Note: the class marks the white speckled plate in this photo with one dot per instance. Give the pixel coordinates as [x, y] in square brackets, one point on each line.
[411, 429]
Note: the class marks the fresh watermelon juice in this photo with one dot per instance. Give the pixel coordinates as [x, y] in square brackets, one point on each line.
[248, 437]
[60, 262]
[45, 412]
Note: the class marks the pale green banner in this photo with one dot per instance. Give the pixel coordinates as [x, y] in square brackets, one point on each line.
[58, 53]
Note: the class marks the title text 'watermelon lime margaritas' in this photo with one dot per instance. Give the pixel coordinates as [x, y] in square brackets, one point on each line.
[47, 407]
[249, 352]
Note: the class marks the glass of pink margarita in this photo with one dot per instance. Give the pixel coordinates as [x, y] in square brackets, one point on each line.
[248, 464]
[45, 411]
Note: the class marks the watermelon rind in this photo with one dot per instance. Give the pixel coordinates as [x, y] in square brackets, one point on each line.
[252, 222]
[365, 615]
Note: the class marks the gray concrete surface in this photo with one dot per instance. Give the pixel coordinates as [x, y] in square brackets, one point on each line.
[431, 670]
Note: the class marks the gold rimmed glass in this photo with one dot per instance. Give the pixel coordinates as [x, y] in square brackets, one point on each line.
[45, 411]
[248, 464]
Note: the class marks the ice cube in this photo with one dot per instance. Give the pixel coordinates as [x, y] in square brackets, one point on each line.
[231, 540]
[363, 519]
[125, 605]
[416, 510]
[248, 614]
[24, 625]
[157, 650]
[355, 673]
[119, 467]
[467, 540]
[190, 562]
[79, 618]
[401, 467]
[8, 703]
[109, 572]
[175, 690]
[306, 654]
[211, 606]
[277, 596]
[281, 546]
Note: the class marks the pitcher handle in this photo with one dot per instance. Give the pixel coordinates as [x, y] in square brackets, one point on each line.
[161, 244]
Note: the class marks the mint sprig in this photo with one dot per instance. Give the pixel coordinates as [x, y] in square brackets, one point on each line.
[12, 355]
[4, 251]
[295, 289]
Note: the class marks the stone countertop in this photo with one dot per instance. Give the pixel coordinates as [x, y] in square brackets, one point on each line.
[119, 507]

########################################

• **WHAT IS NEEDED**
Every record in the listing above is to be copied exactly.

• **TASK SOLUTION**
Note: the class marks the white speckled plate in this photo with one dot per instance. Give the pixel coordinates as [x, y] in square brackets, one point on each line.
[411, 429]
Note: the class marks the fresh watermelon juice in this photo with one dot per instance. Give the pixel coordinates as [x, y] in square brackets, one point on each line.
[248, 437]
[60, 262]
[45, 412]
Note: the class marks the pale green banner in this photo with one dot per instance. Give the pixel coordinates as [x, y] in square brackets, one point on each line.
[58, 53]
Note: the class marks the title text 'watermelon lime margaritas' in this photo with one dot per instance. Give the pixel coordinates as [x, y] in square brackets, one point on each line.
[47, 407]
[249, 352]
Note: the class marks the glass of pink margarita in this photo with one dot per instance. Give the pixel coordinates as [x, y] in square brackets, one point on each line.
[248, 464]
[45, 411]
Note: the class marks the watermelon rind in this photo with one dot per instance. Give the pixel coordinates as [x, y] in square brackets, one point on each line.
[252, 222]
[365, 615]
Note: the class marks the gray concrete surface in this photo with one dot per instance. Give the pixel coordinates as [x, y] in square brackets, one point on each line.
[431, 670]
Note: the class marks the gold rimmed glass in this photo with one dot per instance. Give the pixel coordinates as [x, y] in square brackets, one point on each line.
[45, 411]
[248, 464]
Note: the class marks the ice cube in this photo with one dot per instance. Give the pixel coordinates as [x, y] in square brackets, one point on each line.
[231, 540]
[363, 519]
[125, 605]
[416, 510]
[248, 614]
[24, 625]
[157, 650]
[355, 673]
[119, 467]
[467, 540]
[190, 562]
[79, 618]
[401, 467]
[8, 703]
[109, 572]
[175, 690]
[306, 654]
[211, 606]
[277, 596]
[281, 546]
Note: the class marks the pitcher handle in this photo with one dot per instance. Give the pixel coordinates as [x, y] in square brackets, one point on each line.
[161, 244]
Note: the class marks the mint sprig in this photo with one dot per instance. Give the pixel coordinates as [x, y] in square brackets, one point on each line.
[12, 355]
[4, 251]
[295, 289]
Note: the class marks the stone countertop in this photo with one dot per instance. Give the pixel coordinates as [x, y] in square brackets, one point on each line.
[119, 507]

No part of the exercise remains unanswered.